━━━ Supplied passage ━━━

Avocado Grove Salinity Management Best Practices
The salinity of avocado grove soil is influenced by several factors. Frequent use of salty irrigation water will influence the salinity of the soil. Avocado grove salinity is also influenced by rainfall content and timing, soil drainage, and irrigation practices. Usually, rainfall contains low amounts of salts and can dilute salts present in the soil of the avocado grove. If the rainfall is of sufficient volume or duration, and the soil has internal drainage, the added rainfall is enough to leach salts from the soil. During dry conditions, water evaporates and salt in the soil becomes more concentrated.
EC measurement of the irrigation water source is an excellent avocado cultural management tool.
A few key facts to remember about avocado grove soil salinity:
- The top six inches of avocado grove soil are the most important to manage for salinity because avocado trees have a shallow root system.
- In general, soil-water salinity is higher than irrigation-water salinity.
- Salt builds up in avocado groves when avocado trees are irrigated with salty water and the soil has not been properly leached.
Salinity management in avocado groves involves irrigation and soil-leaching cultural management practices. Best practices include:
- Monitor salt levels and leaching
- Plant salt-tolerant avocado tree rootstocks
- Use low-salinity irrigation water
- Practice avocado grove soil leaching (a small amount of excess irrigation to remove salts from soil)
- Use proper irrigation equipment and good irrigation management
- Apply gypsum
Avocado irrigation facts:
- Irrigation water can add large amounts of salt to soil
- Water with 500 ppm salts, applied at 4-acre feet - per season, adds 5,420 pounds of dissolved salts to the soil. At a chloride component of 100ppm, 2,200 pounds of sodium chloride will be added to the soil.
- Avocado yield reduces rapidly as chloride increases in irrigation water
- Effects of chloride toxicity show up under water stress conditions
- Avoid short, frequent irrigation cycles, as salts are not leached
- Avoid prolonged saturated soils, or standing water, that leads to root rot
- Optimal irrigation requires uniform water application and mass, in a large, low-EC zone, under trees
- Drip irrigation is not ideal for managing salinity in hot, dry weather, as it only supports roots in a narrow zone of low EC soil
Avocado grove leaching facts:
- A sign of poor soil leaching is a tree displaying water stress, despite wet soil
- Soil water of about 4 EC, or TDS of 2000, is too salty, as water will leave roots
- Effective leaching requires monitoring soil water to determine irrigation volume and duration
- Generally aim to use a 10-20% leaching fraction at each irrigation, to maintain a root-zone salinity of soil water below EC 2
- Leaching fraction is the amount of additional irrigation water needed to maintain the correct salinity; this, however, depends on salt levels in irrigation water
- Appropriate leaching amounts depend on irrigation water salinity and target root-zone salinity.

━━━ Provided information ━━━

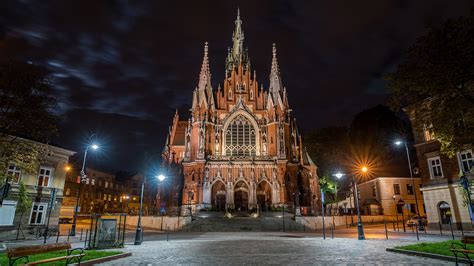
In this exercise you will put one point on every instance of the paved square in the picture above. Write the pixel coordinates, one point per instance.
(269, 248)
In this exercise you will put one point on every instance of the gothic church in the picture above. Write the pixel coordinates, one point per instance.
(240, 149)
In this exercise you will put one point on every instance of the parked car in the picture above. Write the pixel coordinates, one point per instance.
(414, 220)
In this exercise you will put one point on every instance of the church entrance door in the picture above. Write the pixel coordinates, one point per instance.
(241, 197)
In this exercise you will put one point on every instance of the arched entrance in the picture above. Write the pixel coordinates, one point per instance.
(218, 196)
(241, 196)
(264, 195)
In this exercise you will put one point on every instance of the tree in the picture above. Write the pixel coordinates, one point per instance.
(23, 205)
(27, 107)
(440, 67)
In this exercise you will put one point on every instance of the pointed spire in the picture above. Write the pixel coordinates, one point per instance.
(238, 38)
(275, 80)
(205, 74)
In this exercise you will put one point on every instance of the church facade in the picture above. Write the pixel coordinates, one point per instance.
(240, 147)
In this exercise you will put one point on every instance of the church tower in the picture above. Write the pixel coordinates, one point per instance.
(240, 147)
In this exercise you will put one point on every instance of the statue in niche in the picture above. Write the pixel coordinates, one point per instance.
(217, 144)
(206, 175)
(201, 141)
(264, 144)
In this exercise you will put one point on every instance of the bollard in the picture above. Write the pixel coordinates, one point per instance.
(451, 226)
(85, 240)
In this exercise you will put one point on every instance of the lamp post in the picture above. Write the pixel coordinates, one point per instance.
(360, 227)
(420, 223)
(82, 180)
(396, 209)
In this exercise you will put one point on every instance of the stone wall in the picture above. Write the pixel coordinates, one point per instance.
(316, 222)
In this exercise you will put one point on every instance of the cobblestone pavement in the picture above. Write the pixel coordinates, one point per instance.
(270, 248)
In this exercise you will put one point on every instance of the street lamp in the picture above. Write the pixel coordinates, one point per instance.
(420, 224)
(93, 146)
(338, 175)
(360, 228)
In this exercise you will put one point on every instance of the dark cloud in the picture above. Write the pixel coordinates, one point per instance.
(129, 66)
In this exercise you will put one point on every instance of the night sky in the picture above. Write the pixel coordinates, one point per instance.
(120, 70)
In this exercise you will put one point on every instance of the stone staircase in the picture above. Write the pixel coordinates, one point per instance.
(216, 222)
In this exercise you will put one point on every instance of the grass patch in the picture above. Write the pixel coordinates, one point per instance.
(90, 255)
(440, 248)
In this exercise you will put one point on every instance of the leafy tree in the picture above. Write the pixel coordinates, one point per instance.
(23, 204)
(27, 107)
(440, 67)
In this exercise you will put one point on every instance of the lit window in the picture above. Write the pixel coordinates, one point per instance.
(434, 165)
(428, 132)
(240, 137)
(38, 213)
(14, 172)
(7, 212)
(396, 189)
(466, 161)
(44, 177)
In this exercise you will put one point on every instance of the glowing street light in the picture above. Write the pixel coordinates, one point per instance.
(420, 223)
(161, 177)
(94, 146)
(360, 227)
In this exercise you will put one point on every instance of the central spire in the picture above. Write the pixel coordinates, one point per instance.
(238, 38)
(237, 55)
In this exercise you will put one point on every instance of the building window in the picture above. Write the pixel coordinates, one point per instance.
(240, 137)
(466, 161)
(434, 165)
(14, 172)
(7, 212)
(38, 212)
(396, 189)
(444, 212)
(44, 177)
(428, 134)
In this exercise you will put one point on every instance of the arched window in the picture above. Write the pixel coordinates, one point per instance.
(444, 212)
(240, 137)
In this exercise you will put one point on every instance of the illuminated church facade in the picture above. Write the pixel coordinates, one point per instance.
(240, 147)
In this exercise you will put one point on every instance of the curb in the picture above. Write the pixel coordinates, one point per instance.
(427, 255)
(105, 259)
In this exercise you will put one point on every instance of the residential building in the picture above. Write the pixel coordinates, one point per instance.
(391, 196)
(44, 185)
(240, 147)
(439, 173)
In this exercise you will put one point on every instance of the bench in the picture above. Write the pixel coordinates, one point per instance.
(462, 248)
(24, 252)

━━━

## Prompt A
Update the avocado salinity text, starting at "- Salt builds" and ending at "added to the soil.", and replace "gypsum" with "compost".
## Prompt B
According to the avocado salinity text, what leaching fraction should generally be used at each irrigation?

## Task response A
- Salt builds up in avocado groves when avocado trees are irrigated with salty water and the soil has not been properly leached.
Salinity management in avocado groves involves irrigation and soil-leaching cultural management practices. Best practices include:
- Monitor salt levels and leaching
- Plant salt-tolerant avocado tree rootstocks
- Use low-salinity irrigation water
- Practice avocado grove soil leaching (a small amount of excess irrigation to remove salts from soil)
- Use proper irrigation equipment and good irrigation management
- Apply compost
Avocado irrigation facts:
- Irrigation water can add large amounts of salt to soil
- Water with 500 ppm salts, applied at 4-acre feet - per season, adds 5,420 pounds of dissolved salts to the soil. At a chloride component of 100ppm, 2,200 pounds of sodium chloride will be added to the soil.

## Task response B
A 10-20% leaching fraction, to keep root-zone soil-water salinity below EC 2.